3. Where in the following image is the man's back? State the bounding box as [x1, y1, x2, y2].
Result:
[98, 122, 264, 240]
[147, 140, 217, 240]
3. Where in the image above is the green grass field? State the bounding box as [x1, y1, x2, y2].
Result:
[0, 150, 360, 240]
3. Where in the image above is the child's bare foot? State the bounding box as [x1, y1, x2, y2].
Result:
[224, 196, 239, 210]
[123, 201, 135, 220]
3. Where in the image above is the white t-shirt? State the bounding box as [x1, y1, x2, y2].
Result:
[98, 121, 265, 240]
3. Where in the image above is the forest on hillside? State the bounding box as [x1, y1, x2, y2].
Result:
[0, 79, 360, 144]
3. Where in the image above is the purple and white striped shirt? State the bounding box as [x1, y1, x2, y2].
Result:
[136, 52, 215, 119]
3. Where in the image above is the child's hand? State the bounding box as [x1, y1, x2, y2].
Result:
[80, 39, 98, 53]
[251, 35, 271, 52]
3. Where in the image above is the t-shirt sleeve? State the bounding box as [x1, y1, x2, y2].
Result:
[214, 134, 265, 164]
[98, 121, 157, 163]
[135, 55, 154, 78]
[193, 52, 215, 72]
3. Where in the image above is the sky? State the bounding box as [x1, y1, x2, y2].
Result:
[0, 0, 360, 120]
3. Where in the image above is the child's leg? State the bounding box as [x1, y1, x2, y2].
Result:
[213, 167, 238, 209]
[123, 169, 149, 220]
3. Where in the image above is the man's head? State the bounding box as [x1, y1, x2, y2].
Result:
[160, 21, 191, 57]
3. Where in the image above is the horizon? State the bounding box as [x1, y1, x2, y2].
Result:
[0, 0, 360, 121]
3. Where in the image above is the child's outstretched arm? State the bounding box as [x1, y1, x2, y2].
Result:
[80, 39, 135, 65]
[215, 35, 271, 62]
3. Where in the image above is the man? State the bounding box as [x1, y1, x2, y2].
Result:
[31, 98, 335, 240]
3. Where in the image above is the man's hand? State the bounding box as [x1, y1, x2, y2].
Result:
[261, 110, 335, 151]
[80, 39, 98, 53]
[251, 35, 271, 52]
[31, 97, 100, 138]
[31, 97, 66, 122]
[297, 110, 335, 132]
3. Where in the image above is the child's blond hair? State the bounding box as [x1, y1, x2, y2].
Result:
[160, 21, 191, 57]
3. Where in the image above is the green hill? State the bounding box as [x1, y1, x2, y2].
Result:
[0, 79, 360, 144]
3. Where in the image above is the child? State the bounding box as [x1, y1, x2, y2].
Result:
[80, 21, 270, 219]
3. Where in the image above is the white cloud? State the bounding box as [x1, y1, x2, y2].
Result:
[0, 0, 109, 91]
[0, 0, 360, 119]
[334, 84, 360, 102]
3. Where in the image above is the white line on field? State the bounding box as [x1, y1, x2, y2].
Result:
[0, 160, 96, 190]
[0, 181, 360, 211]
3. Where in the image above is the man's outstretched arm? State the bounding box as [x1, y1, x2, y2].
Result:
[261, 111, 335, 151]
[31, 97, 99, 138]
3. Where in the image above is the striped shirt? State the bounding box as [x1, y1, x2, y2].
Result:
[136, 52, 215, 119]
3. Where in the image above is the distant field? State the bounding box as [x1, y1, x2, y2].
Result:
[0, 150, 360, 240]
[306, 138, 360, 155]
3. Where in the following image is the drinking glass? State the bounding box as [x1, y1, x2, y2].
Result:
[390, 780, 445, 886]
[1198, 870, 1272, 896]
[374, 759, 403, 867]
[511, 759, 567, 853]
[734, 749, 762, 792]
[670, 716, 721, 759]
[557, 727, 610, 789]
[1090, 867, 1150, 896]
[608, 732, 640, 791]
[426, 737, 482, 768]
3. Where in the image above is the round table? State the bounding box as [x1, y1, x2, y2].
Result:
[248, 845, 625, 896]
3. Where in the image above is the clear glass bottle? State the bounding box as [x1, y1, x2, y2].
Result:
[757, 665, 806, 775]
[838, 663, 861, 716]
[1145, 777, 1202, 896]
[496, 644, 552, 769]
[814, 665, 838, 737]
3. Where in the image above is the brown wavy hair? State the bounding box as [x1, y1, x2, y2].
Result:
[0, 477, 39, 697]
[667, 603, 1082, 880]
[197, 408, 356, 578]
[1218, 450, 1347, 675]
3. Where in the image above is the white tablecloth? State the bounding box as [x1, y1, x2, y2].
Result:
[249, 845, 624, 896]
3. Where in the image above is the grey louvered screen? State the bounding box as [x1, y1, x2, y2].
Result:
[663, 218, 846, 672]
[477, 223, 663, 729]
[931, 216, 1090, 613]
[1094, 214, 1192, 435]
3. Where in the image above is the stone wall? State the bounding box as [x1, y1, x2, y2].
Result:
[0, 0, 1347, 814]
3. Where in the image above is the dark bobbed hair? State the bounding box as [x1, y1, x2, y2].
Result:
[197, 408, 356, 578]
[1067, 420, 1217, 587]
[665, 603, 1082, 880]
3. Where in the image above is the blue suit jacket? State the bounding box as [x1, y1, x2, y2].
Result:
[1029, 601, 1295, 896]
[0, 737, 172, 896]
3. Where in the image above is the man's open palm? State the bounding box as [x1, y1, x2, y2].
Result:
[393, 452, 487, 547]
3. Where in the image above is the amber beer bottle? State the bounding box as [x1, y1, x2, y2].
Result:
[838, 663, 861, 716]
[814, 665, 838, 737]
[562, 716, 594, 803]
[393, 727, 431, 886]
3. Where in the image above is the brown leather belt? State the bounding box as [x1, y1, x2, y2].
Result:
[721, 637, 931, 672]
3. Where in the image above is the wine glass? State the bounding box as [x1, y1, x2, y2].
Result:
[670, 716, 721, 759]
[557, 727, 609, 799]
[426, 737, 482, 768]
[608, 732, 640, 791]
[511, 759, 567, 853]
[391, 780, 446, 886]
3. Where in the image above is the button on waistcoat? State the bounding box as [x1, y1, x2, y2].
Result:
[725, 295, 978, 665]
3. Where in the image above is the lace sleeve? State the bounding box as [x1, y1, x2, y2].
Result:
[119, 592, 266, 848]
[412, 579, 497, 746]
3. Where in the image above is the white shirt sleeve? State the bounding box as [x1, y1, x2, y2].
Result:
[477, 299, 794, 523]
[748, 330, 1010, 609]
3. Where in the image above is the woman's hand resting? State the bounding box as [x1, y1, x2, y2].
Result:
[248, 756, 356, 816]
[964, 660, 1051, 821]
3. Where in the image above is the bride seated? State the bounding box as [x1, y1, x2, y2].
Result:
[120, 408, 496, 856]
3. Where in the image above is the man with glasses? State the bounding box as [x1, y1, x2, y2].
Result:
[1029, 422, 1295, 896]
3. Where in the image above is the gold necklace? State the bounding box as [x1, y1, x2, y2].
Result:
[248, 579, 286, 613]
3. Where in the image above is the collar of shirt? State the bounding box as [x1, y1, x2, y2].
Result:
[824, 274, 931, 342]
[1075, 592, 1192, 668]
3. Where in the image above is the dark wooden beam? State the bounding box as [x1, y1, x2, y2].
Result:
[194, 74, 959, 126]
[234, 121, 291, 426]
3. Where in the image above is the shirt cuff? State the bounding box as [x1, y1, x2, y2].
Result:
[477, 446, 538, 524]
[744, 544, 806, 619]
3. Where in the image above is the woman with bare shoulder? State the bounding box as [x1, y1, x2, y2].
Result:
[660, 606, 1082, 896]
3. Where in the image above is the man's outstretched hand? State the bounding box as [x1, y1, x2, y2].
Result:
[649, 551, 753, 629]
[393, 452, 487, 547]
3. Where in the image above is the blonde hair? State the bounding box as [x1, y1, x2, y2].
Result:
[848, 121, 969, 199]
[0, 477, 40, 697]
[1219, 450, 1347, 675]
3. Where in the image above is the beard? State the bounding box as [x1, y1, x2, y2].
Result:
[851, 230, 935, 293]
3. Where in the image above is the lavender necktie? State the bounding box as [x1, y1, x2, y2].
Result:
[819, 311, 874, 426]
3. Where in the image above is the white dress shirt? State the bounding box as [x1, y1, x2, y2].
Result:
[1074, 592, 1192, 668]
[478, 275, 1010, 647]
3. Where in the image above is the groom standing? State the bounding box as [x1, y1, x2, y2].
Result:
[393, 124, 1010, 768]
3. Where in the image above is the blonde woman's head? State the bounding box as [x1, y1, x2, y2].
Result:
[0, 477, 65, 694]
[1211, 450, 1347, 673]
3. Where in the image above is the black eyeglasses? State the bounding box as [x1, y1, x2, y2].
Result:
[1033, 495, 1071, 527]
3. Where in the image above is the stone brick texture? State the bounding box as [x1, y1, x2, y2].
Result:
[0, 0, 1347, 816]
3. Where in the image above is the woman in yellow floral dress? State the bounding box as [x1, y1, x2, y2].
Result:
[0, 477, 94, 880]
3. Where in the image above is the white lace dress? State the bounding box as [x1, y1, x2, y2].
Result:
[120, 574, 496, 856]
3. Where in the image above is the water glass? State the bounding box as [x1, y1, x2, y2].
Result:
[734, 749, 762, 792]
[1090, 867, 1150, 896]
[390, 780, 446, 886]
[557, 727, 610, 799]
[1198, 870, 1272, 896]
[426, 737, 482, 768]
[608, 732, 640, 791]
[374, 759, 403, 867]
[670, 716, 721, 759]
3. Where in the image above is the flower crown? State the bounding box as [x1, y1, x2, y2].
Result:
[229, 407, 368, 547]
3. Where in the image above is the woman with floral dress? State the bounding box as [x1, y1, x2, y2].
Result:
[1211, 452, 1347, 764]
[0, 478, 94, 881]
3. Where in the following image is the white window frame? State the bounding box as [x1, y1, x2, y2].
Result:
^^^^
Could you edit the stretch of rows from the line containing "3. Where in the image above is the round" through the line containing "[0, 0, 1347, 814]" so that "stone wall" becomes "brick wall", and give those lines back with nothing else altered?

Task solution –
3. Where in the image above is the round table? State the bounding box as [x1, y1, x2, y2].
Result:
[248, 845, 625, 896]
3. Where in the image above is the clear glass bottle? State the bounding box as [x1, y1, x2, y2].
Result:
[757, 665, 806, 775]
[838, 663, 861, 716]
[1145, 777, 1202, 896]
[496, 644, 552, 769]
[814, 665, 838, 737]
3. Where in the image above is the brown wavy hair? State the bounding box as [x1, y1, x2, y2].
Result:
[0, 477, 39, 697]
[667, 603, 1082, 880]
[197, 408, 356, 578]
[1218, 450, 1347, 675]
3. Where in the image above is the white tablecloth? State the bounding box as [x1, y1, x2, y2].
Result:
[249, 845, 624, 896]
3. Where in the image above is the grey louvered screen? State the bounding box as [x1, y1, x2, y2].
Result:
[663, 218, 846, 672]
[477, 223, 663, 729]
[931, 216, 1090, 613]
[1094, 214, 1192, 435]
3. Where in the image above is the brick wall? State the bounding box as [x1, y1, x2, y2].
Result:
[0, 0, 1347, 814]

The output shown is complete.